— Description of the task —
Wherever the string "marker" appears in a line of the listing below, report that line.

— Supplied material —
· · · · · · ·

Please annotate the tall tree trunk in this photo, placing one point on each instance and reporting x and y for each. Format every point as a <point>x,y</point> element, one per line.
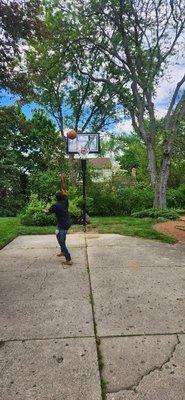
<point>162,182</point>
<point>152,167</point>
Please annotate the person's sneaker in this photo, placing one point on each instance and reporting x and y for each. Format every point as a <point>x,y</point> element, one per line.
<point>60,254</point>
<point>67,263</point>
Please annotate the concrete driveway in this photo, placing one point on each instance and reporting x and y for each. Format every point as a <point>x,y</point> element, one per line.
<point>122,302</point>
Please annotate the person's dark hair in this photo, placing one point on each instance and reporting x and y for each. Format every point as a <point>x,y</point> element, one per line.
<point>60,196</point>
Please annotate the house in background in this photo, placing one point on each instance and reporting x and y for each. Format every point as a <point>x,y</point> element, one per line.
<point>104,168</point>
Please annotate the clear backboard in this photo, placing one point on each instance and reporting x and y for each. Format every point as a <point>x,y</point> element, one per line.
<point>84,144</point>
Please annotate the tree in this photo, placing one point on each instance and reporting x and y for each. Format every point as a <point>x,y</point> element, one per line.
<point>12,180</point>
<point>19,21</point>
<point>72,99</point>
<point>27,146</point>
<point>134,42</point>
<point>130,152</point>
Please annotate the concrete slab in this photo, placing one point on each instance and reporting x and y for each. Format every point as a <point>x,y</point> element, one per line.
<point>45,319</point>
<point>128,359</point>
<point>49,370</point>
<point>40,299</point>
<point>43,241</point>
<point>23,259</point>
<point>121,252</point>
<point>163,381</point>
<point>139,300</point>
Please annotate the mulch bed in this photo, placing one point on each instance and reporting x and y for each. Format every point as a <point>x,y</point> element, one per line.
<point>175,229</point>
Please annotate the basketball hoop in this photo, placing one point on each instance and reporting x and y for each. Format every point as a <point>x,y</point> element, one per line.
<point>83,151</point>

· · · · · · ·

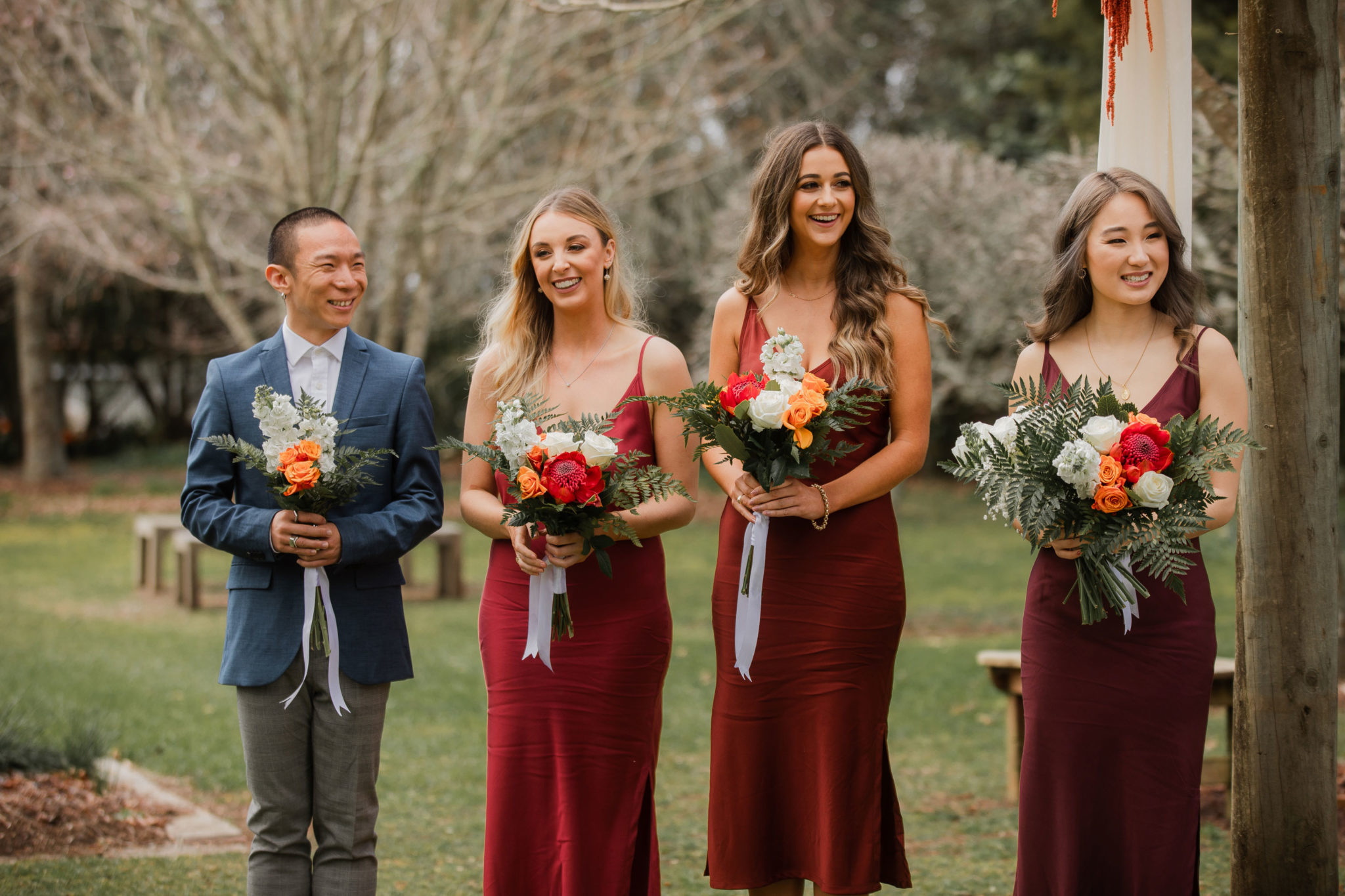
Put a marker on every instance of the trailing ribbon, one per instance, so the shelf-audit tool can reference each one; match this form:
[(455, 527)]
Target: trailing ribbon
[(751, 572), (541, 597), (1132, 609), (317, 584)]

· · · · · · ·

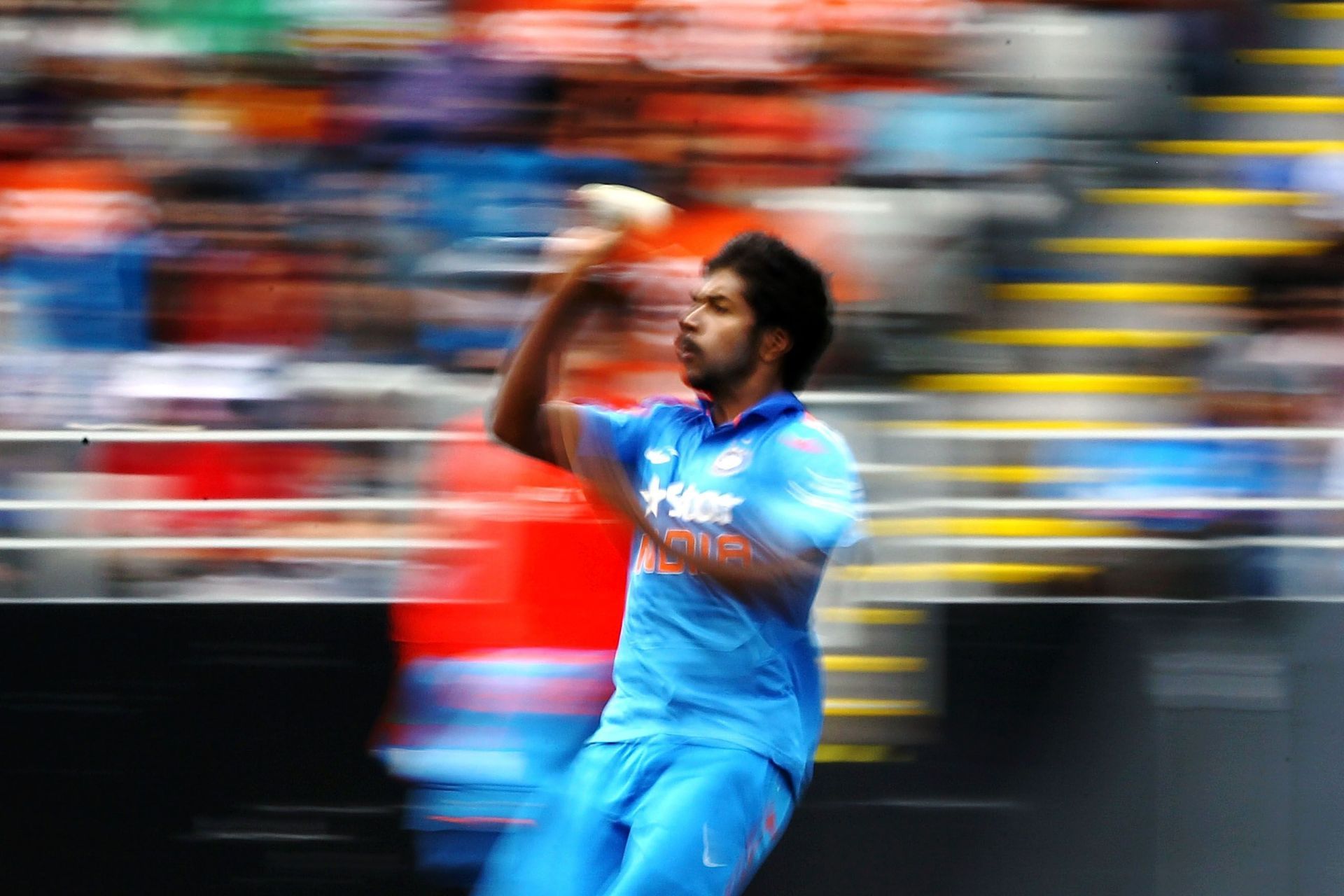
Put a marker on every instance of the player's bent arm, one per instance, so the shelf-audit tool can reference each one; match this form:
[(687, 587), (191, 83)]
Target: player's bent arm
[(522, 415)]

· · · · · · ·

— Expected output —
Put a marker on every instance of the trailing ribbon, one per instance, so the shelf-audit tool can reference each one; match this form:
Put a marker on every instance of the player's bent arm, one per instance, so the shelf-audit tool can reference each one; match this form:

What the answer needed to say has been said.